DESCRIPTION OF THE TASK: All of the records must come back exactly as they were given.

Referring expression pointing data:
──────────

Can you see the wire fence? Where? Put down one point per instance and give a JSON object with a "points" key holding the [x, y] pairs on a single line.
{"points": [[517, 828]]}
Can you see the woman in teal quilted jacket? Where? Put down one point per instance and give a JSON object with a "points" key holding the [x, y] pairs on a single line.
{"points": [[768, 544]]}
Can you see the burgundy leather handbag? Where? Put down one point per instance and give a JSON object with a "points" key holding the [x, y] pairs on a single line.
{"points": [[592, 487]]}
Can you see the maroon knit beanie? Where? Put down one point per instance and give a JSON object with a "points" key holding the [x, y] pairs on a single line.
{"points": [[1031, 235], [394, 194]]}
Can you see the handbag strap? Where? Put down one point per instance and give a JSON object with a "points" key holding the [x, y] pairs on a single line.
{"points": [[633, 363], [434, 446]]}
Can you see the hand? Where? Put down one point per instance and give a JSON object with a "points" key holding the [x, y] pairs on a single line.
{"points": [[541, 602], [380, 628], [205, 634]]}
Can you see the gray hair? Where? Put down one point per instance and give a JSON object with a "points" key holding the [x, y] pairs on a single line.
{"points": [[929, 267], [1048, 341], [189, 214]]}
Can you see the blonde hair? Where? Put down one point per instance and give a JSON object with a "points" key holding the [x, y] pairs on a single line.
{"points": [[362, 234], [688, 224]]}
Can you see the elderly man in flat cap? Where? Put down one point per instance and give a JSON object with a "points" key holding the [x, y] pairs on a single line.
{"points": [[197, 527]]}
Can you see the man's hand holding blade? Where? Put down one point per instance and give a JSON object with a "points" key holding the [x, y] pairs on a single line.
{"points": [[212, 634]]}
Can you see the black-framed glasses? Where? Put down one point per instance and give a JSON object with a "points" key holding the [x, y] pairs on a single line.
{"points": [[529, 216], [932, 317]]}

──────────

SOLUTION FOR THIS PROBLEM:
Can you see the wire fence? Where? Put down one point per instance and give a JSON object with a "points" key holding the [x, y] pairs on a single line.
{"points": [[517, 828]]}
Can you see the woman in teal quilted jacket? Where? Put down one point per instance and give a JSON object with a "points" key holding the [x, y] pairs on a single line.
{"points": [[768, 544]]}
Can you see the burgundy leather handbag? Where? Put down one point per instance and give a JSON object with a "points" key holding the [x, y] pairs on a single line.
{"points": [[592, 487]]}
Can you see the maroon knit beanie? Where? Put down one point per instance and give a JSON object with a "points" key holding the [x, y] pairs on a single line.
{"points": [[1031, 235], [394, 194]]}
Can you see the handbag strap? Where? Put down one point per instance and give a JSON object with a "points" key holding the [x, y] pairs on a single line.
{"points": [[633, 363], [434, 446]]}
Can you see the hand? Where? Put down one point per instance and give a JSON object with a "points" key holding the [x, y] pairs on a single line.
{"points": [[541, 602], [380, 628], [205, 634]]}
Can you see the gray hair? Where? Put down one point per instance and give a JSON object with a "points" key holding the [x, y] pairs on a single line.
{"points": [[929, 267], [1048, 341], [189, 214]]}
Can you see the blonde hair? Where? Put down one point per instance and give a JSON object with a "points" key holding the [x, y] pairs on a single line.
{"points": [[362, 234], [688, 224]]}
Can you see the elderly man in flat cap? Where? Put down one point per instance and give a JSON object with a "points" key holding the [x, y] pairs on a single line.
{"points": [[197, 527]]}
Can you see the man's hand holding blade? Where? Put down one point per instance and give a JSON object with a "points" key holding the [x, y] pairs on a single line.
{"points": [[212, 634]]}
Can you see the black-framed glasses? Where? Put down one point per instance and give a JSON object with a "points" key holding the [x, y] pairs on a single line.
{"points": [[529, 216], [932, 317]]}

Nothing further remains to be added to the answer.